WHAT YOU SHOULD DO
Write out every entry precisely as given, leaving the pictures out.

Dataset excerpts:
%%
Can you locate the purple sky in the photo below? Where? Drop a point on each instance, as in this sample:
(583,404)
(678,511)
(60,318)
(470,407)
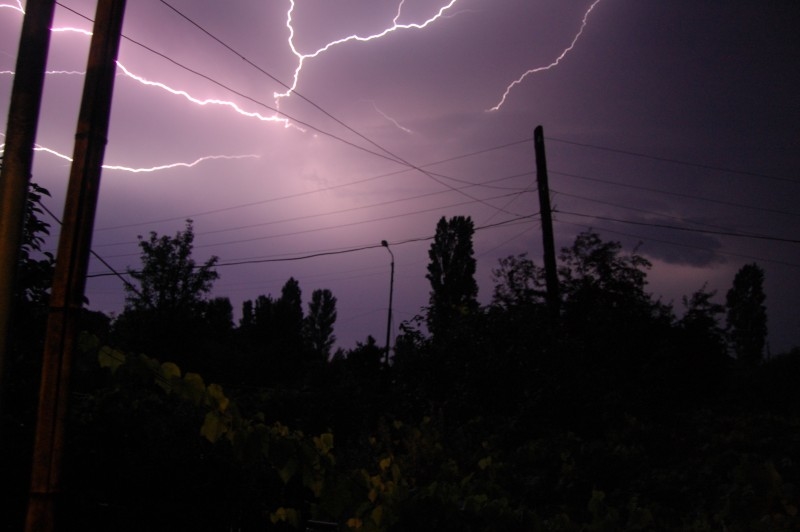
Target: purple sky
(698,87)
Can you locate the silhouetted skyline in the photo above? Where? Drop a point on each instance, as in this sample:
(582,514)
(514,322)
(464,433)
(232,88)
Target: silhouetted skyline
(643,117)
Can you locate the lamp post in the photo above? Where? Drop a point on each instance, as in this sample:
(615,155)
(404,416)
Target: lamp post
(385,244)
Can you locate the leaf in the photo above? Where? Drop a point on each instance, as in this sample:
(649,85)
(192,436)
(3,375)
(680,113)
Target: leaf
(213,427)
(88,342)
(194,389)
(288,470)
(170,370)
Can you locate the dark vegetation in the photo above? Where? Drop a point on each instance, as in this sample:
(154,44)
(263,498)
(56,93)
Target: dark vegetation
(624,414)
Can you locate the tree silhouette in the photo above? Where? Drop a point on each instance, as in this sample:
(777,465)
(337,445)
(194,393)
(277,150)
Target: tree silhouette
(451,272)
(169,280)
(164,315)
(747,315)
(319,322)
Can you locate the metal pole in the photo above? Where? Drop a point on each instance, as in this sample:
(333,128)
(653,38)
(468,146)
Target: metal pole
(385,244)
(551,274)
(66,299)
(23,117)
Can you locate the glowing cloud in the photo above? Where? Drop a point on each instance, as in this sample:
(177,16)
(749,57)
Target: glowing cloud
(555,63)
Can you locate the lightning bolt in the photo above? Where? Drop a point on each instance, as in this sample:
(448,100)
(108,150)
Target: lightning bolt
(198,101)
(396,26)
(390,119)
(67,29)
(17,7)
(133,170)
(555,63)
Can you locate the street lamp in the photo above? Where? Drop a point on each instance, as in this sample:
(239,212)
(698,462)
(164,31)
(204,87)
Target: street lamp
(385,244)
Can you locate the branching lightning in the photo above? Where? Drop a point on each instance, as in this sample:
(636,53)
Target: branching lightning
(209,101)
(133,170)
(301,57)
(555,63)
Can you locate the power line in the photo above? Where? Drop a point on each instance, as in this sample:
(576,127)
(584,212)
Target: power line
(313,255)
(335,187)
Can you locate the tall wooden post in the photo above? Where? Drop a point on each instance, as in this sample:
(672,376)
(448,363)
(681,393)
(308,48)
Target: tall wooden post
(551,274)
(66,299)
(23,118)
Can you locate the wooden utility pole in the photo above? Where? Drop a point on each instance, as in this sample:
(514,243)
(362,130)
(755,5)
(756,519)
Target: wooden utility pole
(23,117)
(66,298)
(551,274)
%%
EXERCISE RESULT
Can you locate the purple sky in the photo below? Where? Drop a point on each instance, as in this sample:
(583,404)
(678,511)
(60,318)
(470,407)
Target: purple sky
(698,87)
Can you locate the silhouetted skyline in the photo above? Where? Drop a point on each instance, as in this sample:
(582,514)
(514,322)
(464,433)
(232,88)
Target: silhouetted skyline
(643,117)
Can you locate the lamp post in the photo above? Where? Drop a point on each instance, as in this sample:
(615,155)
(404,416)
Target: lamp post
(385,244)
Can you locate the leaf in the photo above? Where? Drop a point on each instance, as in this sample:
(649,85)
(192,436)
(3,375)
(680,113)
Target: leaf
(213,427)
(88,342)
(194,389)
(288,470)
(170,370)
Can you locate the dark vegetation in the photo above? Where? Drop a point on each instance, as in this sample:
(154,44)
(263,498)
(56,93)
Target: dark vegetation
(624,414)
Can you locate the tree silhouette in the photo above? Where? Drop a point on each instance, as in this sample:
(777,465)
(337,445)
(194,393)
(277,150)
Target: tree silhouette
(451,272)
(169,280)
(164,315)
(747,315)
(319,322)
Can you locate the metal pole in the photo above? Where? Drop a point on each instance, as in this sample:
(333,128)
(653,38)
(468,146)
Target: metal pole
(385,244)
(551,274)
(66,299)
(23,117)
Can you locate the glowing cloud in the photo above? Where? Drop a point on each instance, as in this sample:
(177,16)
(749,57)
Target: glowing cloud
(555,63)
Can you locate the lightning bolt in the photo above? Where? Drop a point on each instance, as in this sample:
(448,100)
(108,150)
Target: lightning bolt
(198,101)
(396,26)
(390,119)
(67,29)
(17,7)
(133,170)
(555,63)
Can you locate the street lamp in the photo above? Where? Drop a point on each instance, as in this sample:
(239,212)
(698,462)
(164,31)
(204,87)
Target: street lamp
(385,244)
Can you locate the branching lightning in the photo above? Where? Drop a point on each instance, as in this sample:
(636,53)
Target: branching lightning
(209,101)
(133,170)
(301,57)
(555,63)
Can you locate the power line in the photo above? Where? Drop a point on each instance, as in this sample:
(576,127)
(584,212)
Target: power line
(313,255)
(335,187)
Can you locate the tall wooden post in the photo above? Where? Drop a point on each instance, as in this sample:
(672,376)
(448,363)
(681,393)
(308,48)
Target: tall wooden post
(551,274)
(66,299)
(23,118)
Can you locate the wooden utility pole in the photo above? Where? Drop a point on each instance, as in this sample:
(514,243)
(362,130)
(755,5)
(756,519)
Target: wooden utility pole
(23,117)
(66,298)
(551,274)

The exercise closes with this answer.